## Supplied material
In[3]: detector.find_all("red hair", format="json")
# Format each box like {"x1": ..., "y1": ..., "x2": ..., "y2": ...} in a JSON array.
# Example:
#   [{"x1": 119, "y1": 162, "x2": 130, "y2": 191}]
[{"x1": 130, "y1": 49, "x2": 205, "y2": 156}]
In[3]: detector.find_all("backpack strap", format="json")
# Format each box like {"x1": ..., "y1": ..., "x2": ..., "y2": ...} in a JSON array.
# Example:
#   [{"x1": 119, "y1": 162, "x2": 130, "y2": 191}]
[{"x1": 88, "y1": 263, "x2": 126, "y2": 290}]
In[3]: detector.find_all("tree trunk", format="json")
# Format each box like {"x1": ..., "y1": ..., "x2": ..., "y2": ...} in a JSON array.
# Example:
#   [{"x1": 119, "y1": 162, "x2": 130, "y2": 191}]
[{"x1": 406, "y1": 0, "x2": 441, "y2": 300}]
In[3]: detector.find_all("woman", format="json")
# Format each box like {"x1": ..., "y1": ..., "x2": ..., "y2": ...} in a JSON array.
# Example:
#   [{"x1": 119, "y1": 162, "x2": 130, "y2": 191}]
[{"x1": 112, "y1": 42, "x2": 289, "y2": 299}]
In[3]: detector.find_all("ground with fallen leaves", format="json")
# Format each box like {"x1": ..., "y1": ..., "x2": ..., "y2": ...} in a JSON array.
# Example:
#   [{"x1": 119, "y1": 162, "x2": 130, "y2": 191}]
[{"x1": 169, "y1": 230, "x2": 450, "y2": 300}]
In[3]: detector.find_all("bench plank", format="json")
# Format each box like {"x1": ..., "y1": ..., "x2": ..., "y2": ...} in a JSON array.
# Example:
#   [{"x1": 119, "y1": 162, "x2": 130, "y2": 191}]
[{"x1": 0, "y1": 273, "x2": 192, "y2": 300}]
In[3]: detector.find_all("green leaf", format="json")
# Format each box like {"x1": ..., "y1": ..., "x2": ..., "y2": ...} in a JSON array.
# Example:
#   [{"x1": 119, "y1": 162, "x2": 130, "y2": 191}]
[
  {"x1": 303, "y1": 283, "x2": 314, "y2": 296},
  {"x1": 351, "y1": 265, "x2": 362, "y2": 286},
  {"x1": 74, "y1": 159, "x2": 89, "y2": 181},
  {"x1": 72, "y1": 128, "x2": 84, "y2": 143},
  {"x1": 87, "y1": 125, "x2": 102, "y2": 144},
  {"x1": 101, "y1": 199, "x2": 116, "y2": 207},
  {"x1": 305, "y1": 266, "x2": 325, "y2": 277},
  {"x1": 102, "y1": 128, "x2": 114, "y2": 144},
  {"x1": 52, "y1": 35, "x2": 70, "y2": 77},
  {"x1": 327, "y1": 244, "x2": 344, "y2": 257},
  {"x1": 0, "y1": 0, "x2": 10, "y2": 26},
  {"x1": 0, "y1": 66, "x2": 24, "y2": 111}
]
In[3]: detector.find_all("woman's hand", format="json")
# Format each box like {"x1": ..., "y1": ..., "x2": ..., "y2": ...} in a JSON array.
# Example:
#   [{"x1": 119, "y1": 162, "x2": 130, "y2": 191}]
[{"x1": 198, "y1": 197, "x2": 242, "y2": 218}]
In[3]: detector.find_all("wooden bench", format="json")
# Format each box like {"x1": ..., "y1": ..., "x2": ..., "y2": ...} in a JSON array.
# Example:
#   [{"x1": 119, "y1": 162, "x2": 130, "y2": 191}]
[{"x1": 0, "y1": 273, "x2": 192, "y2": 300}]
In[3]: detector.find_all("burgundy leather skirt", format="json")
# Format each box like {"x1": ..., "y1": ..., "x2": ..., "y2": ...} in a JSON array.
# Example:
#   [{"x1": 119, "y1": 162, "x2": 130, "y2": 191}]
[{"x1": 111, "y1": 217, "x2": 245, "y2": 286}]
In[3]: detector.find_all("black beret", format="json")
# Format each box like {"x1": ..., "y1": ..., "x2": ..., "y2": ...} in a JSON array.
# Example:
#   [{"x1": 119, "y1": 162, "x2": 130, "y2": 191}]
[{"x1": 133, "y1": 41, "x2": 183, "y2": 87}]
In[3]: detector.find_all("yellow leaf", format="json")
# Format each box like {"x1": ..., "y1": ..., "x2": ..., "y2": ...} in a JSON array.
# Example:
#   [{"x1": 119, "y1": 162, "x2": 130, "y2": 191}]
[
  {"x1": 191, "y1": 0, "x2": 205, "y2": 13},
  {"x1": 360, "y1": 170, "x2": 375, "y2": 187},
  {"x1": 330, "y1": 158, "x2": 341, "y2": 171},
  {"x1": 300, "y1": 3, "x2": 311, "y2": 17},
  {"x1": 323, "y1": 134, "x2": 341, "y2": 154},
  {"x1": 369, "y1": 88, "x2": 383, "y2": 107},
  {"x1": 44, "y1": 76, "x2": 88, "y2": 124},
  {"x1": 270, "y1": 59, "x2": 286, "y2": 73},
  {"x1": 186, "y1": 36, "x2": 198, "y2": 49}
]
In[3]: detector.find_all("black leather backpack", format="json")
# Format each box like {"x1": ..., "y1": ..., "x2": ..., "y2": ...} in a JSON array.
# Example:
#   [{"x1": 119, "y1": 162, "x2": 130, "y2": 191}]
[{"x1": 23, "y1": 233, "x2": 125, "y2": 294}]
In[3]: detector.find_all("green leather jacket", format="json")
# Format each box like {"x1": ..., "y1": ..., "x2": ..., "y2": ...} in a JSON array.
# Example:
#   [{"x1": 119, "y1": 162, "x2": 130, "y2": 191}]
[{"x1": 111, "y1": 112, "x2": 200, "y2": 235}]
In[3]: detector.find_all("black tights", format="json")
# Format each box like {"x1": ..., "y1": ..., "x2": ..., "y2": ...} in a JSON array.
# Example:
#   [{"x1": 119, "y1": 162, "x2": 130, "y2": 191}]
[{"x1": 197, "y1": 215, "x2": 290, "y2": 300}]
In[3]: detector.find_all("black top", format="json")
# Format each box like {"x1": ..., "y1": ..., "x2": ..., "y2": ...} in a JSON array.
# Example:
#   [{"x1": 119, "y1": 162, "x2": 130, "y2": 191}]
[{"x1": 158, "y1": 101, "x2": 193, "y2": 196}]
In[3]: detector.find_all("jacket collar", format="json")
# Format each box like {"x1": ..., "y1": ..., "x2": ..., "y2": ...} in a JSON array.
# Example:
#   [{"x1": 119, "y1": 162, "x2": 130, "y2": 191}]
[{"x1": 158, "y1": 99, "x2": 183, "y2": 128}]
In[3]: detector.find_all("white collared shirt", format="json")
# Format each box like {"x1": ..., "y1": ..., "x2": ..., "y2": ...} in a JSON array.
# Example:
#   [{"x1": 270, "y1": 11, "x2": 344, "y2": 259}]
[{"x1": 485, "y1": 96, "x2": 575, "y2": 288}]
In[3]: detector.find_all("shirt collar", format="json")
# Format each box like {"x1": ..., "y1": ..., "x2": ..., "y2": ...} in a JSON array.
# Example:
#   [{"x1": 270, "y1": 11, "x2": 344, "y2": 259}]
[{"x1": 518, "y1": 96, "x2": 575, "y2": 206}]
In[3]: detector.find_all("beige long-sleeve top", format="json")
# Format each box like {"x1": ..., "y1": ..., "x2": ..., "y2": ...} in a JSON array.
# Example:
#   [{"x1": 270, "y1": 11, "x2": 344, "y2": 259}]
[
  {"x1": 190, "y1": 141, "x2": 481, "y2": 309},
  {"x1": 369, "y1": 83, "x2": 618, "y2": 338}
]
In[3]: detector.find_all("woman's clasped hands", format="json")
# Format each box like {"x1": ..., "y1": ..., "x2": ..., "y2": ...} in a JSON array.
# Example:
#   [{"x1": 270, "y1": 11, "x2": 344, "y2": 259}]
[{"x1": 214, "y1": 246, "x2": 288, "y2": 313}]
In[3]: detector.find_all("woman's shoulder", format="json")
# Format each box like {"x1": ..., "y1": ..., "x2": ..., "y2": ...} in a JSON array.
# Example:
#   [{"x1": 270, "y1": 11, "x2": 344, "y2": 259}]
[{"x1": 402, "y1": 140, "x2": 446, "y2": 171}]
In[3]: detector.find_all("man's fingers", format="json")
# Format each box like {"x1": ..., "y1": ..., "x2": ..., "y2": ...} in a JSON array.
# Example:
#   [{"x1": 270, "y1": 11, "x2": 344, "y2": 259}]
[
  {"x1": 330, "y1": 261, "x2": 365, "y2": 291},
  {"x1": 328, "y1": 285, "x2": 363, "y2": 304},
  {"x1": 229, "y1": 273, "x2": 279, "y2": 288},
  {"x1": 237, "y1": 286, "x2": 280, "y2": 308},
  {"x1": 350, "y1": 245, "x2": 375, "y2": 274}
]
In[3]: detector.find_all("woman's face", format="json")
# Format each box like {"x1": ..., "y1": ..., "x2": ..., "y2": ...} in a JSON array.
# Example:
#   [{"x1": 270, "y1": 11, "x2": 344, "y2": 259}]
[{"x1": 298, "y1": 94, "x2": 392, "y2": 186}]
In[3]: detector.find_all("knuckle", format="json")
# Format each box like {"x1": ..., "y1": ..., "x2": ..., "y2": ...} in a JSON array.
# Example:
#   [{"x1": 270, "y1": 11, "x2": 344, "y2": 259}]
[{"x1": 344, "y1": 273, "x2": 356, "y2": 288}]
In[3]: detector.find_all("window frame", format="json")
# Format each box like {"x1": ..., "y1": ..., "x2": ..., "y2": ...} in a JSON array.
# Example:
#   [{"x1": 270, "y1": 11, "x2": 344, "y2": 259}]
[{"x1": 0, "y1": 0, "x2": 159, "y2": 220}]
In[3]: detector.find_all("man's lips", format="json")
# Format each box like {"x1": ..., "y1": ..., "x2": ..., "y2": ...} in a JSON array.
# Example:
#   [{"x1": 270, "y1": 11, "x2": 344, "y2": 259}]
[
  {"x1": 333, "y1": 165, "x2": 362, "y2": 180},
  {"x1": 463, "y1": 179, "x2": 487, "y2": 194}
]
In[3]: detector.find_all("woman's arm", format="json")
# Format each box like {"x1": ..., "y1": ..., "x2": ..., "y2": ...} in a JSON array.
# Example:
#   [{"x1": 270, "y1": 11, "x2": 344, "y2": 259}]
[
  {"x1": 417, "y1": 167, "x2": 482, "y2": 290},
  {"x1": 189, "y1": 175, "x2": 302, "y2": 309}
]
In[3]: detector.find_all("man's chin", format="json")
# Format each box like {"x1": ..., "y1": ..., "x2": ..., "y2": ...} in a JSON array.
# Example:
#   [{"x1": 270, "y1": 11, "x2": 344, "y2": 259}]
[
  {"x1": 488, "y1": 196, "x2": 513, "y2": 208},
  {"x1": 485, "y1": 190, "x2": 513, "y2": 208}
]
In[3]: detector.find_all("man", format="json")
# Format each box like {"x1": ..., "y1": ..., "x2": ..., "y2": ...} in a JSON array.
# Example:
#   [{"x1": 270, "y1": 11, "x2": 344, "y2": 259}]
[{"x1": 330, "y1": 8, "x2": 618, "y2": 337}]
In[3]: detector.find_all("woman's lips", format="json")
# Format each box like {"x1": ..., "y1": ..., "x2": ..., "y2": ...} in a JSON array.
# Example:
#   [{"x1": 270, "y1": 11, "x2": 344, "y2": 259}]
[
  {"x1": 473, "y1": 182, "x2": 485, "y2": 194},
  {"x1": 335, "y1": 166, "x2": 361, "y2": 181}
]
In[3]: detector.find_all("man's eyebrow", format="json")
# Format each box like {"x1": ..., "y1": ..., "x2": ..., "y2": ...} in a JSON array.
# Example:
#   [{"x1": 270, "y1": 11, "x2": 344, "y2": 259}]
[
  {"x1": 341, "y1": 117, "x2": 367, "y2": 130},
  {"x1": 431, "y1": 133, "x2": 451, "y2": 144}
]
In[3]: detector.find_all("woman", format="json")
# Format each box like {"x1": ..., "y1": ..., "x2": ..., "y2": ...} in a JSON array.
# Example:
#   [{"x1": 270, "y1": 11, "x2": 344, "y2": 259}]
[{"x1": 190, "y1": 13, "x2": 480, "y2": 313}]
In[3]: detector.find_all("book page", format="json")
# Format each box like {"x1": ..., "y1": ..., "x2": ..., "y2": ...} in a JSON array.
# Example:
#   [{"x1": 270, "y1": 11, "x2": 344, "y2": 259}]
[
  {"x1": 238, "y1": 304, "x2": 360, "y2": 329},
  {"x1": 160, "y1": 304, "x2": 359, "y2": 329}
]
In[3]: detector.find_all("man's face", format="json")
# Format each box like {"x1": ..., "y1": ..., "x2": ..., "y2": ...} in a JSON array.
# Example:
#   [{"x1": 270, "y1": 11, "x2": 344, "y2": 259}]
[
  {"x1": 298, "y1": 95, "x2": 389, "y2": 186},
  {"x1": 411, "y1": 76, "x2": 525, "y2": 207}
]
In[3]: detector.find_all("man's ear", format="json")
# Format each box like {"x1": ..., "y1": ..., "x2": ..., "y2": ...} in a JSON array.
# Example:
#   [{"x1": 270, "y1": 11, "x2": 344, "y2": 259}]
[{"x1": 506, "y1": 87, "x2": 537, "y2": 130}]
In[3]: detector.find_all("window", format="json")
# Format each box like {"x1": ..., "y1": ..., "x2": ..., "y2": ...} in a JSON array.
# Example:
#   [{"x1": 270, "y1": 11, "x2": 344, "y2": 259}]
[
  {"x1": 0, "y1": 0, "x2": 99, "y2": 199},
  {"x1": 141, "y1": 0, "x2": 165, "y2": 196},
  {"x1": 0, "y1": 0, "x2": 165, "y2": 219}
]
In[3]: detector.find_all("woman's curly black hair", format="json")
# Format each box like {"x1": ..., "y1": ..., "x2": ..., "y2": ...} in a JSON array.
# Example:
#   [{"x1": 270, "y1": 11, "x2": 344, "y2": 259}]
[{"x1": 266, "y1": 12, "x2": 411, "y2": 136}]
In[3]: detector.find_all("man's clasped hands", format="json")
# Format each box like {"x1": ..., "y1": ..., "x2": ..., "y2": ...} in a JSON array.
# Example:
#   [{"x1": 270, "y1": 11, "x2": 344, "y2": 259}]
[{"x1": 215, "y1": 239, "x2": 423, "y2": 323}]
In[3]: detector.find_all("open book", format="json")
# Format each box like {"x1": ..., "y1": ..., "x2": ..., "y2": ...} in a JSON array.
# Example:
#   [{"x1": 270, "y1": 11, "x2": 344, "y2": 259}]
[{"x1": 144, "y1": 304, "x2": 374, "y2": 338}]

## The request
Count the lines in the entries above that contain the string "shirt" and give only that count.

## Solution for this problem
2